• Try it
Once you have read the listing, output it exactly and completely.
══ Input records ══
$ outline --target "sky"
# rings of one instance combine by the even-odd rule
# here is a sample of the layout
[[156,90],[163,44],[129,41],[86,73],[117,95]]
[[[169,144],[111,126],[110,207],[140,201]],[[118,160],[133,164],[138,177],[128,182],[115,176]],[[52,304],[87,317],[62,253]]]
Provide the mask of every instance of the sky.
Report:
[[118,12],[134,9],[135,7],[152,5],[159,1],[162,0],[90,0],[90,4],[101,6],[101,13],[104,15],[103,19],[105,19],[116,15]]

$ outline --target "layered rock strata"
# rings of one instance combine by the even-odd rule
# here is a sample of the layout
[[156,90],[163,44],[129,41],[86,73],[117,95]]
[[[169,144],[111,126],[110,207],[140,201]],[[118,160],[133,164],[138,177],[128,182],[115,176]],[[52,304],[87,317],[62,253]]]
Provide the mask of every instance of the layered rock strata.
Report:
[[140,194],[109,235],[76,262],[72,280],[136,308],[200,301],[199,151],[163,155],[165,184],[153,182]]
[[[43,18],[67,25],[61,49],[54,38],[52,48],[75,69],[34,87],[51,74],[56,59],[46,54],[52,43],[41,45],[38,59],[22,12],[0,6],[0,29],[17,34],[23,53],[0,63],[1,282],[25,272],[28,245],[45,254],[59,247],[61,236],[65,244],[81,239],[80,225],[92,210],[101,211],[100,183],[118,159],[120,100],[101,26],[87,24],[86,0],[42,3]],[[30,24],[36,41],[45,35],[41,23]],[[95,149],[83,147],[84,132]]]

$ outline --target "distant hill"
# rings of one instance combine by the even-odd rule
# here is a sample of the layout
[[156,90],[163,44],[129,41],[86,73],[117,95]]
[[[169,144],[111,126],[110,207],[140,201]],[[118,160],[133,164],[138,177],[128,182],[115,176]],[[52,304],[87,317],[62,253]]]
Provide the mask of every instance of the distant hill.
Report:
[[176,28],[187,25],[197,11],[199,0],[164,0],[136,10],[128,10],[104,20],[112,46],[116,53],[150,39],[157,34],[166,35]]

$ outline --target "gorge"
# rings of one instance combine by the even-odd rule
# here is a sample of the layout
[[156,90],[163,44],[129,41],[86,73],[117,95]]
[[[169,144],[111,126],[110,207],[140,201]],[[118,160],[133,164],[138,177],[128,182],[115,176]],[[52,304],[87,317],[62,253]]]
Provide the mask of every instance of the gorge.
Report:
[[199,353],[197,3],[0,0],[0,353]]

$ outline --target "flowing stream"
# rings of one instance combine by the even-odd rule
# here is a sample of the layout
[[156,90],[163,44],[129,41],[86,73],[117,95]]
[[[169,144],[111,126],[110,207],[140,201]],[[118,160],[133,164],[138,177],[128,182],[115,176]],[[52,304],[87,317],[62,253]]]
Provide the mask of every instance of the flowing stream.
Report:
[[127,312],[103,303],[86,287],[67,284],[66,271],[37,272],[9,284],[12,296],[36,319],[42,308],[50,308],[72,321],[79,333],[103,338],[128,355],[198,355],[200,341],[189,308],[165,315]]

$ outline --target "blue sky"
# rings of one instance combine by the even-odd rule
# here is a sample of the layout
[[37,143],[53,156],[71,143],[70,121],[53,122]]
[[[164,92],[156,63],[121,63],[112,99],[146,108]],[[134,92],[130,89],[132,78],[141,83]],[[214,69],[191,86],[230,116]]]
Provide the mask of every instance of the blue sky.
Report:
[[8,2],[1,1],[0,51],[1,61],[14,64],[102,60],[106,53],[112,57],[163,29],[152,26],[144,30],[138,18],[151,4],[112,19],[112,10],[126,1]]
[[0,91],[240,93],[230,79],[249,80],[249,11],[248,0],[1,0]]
═══
• Result of the exercise
$ outline --target "sky"
# rings of one instance combine by the even-odd rule
# here is a sample of the layout
[[156,90],[163,44],[129,41],[86,73],[117,95]]
[[[169,144],[111,126],[110,207],[140,201]],[[118,160],[133,164],[138,177],[128,182],[115,176]],[[52,304],[87,317],[62,253]]]
Provide the mask of every instance of the sky.
Report:
[[118,12],[134,9],[135,7],[152,5],[159,1],[162,0],[90,0],[90,4],[101,6],[101,13],[104,15],[103,19],[105,19],[116,15]]

$ outline --target "layered rock strata"
# rings of one instance combine by the even-odd rule
# here is a sample of the layout
[[156,90],[163,44],[129,41],[86,73],[117,95]]
[[[169,144],[111,126],[110,207],[140,201]],[[118,160],[133,164],[138,177],[128,182],[115,176]],[[52,304],[87,317],[62,253]]]
Provide the mask of every instance of the layered rock strata.
Report:
[[140,194],[109,235],[76,262],[72,280],[136,308],[200,301],[199,151],[163,155],[165,184],[153,182]]
[[[43,18],[67,25],[61,49],[54,38],[52,48],[75,69],[34,87],[51,74],[56,59],[46,54],[52,43],[41,45],[38,59],[22,12],[0,6],[0,29],[17,34],[23,53],[0,63],[1,282],[25,272],[28,245],[45,254],[59,247],[61,236],[65,244],[81,239],[80,225],[92,210],[101,211],[100,183],[118,159],[120,100],[101,26],[87,24],[86,0],[42,3]],[[30,24],[36,41],[45,35],[41,23]],[[95,149],[83,147],[84,132]]]

$ outline --target "distant hill"
# rings of one instance combine by the even-odd rule
# here is a sample of the layout
[[156,90],[163,44],[129,41],[86,73],[117,95]]
[[[169,144],[111,126],[110,207],[140,201]],[[118,160],[133,164],[138,177],[128,182],[115,176]],[[52,304],[87,317],[62,253]]]
Provide the mask of every instance of the distant hill.
Report:
[[176,28],[187,25],[197,11],[199,0],[164,0],[136,10],[128,10],[104,20],[112,46],[116,53],[150,39],[157,34],[166,35]]

$ outline --target "gorge"
# rings of one instance combine by the even-odd rule
# here is a sample of the layout
[[156,90],[163,44],[129,41],[86,73],[117,95]]
[[[169,144],[111,126],[110,207],[140,201]],[[118,160],[133,164],[138,177],[128,182],[115,176]],[[52,304],[87,317],[62,253]]]
Provide the mask of every instance of the gorge.
Report:
[[199,353],[197,3],[0,0],[0,353]]

$ outline --target "flowing stream"
# rings of one instance combine by the even-odd rule
# here is a sample of the layout
[[156,90],[163,44],[129,41],[86,73],[117,95]]
[[[169,144],[111,126],[110,207],[140,201]],[[118,160],[133,164],[138,177],[128,182],[115,176]],[[52,304],[87,317],[62,253]]]
Provide the mask of every instance of the flowing stream.
Report:
[[127,312],[103,303],[86,287],[67,284],[66,271],[37,272],[9,284],[12,296],[36,319],[42,308],[50,308],[72,321],[79,333],[103,338],[128,355],[198,355],[200,341],[189,308],[165,315]]

$ outline --target "blue sky"
# rings of one instance combine by the even-odd rule
# here is a sample of the layout
[[37,143],[53,156],[71,143],[70,121],[53,122]]
[[[164,92],[156,63],[121,63],[112,99],[146,108]],[[134,92],[130,89],[132,78],[141,83]],[[214,69],[191,86],[230,116]]]
Provide the mask of every instance of the blue sky.
Report:
[[8,2],[1,1],[0,51],[1,61],[14,64],[102,60],[106,53],[112,57],[163,29],[152,26],[144,30],[138,18],[151,4],[112,19],[112,10],[126,1]]
[[0,91],[240,93],[230,79],[249,80],[249,11],[248,0],[1,0]]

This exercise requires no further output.